Em uma sociedade ansiosa, é muito comum que nosso olhar esteja, na maior parte do tempo, voltado para o futuro. Desde a infância, gastamos horas pensando no que está por vir, no que vamos ser quando crescer, o que vamos realizar. Quando crescemos, o velho hábito se mantém. Jogamos para frente qualquer promessa de felicidade: “serei completa quando tiver um filho”, “quando eu conseguir aquele emprego a vida vai ser perfeita”, “espera só eu passar naquele concurso…”. Ouvimos que “é para frente que se anda” e raramente damos uma olhadinha para trás.
Não levem a mal, os sonhos realmente nos impulsionam e nos dão um certo norte. Mas tanta exaltação ao futuro pode nos dar a impressão de que nosso passado é um caos, quando isso não é necessariamente verdade (uma exceção aqui para quem viveu a década de 1980 e acha que blazer com ombreira não foi um erro. Foi sim). Brincadeiras à parte, ter uma boa relação com o passado pode ser uma boa forma de fazer as pazes com o presente.

■ ■ ■ ■ ■

Lista de exercícios:
#1 De acordo com o trecho fornecido, ter uma boa relação com o passado pode ser uma boa forma de fazer o quê?
#2 Repita o trecho fornecido de "Em uma sociedade" até "olhadinha para trás.".
Os itens não são necessários para resolver as tarefas.

Trechos do conjunto de dados:
■ ■ ■ ■ ■

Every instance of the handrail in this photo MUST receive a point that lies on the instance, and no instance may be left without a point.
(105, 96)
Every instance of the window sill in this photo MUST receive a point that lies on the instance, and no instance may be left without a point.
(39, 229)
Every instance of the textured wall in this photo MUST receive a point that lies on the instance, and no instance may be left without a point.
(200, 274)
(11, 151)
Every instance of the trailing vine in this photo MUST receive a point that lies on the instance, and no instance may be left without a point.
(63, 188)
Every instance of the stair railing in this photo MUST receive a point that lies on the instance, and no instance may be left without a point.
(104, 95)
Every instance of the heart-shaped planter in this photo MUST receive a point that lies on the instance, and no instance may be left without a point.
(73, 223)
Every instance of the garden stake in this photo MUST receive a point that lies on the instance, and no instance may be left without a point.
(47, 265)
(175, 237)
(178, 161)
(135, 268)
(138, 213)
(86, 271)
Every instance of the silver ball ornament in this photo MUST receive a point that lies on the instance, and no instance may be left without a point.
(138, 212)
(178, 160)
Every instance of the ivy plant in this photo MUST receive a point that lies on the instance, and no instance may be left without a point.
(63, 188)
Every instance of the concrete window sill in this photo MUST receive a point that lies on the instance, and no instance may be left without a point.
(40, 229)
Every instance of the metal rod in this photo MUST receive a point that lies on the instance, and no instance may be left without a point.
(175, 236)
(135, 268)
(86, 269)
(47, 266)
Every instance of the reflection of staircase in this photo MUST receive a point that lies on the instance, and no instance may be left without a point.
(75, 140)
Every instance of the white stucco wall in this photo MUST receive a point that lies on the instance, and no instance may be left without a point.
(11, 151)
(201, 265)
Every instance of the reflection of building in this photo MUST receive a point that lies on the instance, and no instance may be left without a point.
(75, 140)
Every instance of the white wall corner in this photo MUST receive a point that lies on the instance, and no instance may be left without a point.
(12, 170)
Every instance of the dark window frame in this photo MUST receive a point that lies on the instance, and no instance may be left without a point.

■ ■ ■ ■ ■

Gabarito:
#1 De fazer as pazes com o presente.

#2
Em uma sociedade ansiosa, é muito comum que nosso olhar esteja, na maior parte do tempo, voltado para o futuro. Desde a infância, gastamos horas pensando no que está por vir, no que vamos ser quando crescer, o que vamos realizar. Quando crescemos, o velho hábito se mantém. Jogamos para frente qualquer promessa de felicidade: “serei completa quando tiver um filho”, “quando eu conseguir aquele emprego a vida vai ser perfeita”, “espera só eu passar naquele concurso…”. Ouvimos que “é para frente que se anda” e raramente damos uma olhadinha para trás.